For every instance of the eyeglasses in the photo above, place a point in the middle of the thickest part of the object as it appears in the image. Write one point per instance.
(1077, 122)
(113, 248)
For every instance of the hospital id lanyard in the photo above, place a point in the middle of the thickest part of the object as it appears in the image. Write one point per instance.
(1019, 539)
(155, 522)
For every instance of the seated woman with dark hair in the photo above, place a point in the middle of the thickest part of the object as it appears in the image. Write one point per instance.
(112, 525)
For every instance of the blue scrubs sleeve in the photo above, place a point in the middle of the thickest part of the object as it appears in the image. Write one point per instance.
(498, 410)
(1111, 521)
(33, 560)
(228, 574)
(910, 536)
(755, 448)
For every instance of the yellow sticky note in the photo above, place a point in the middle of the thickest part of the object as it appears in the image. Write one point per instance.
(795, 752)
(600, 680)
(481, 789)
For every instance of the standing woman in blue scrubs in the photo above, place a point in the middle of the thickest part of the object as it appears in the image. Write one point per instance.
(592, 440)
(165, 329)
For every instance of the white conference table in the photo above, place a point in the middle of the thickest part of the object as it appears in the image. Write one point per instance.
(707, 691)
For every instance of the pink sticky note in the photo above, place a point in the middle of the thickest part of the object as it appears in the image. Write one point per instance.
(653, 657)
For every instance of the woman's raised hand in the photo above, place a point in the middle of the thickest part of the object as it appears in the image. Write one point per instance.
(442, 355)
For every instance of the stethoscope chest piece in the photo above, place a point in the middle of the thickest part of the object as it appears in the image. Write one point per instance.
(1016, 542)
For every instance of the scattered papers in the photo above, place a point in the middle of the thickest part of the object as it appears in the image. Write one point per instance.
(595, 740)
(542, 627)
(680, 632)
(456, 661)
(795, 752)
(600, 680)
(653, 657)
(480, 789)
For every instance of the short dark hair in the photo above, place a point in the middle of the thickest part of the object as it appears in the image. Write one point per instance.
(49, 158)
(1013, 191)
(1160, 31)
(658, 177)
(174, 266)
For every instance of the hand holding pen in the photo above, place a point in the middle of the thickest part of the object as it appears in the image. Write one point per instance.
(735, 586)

^^^^^^^^^^^^^^^^

## Required task
Rewrite everything from the line containing "For every instance of the short" down to the last of the lines above, including both ends and the requests, and scale each coordinate in the answers by 0.65. Round the results to whole numbers, with halves rounded up.

## Output of the exercise
For every instance of the short dark hair in the photo above, place a point in the middle of the thickest part of the object as it appears in the image. Write one point per instance.
(32, 103)
(658, 124)
(754, 20)
(428, 115)
(113, 173)
For every instance of the hand holding pen in the photo above, place a point in the middle of the thickest part of the object as it appears in the image. Write one point per instance.
(478, 381)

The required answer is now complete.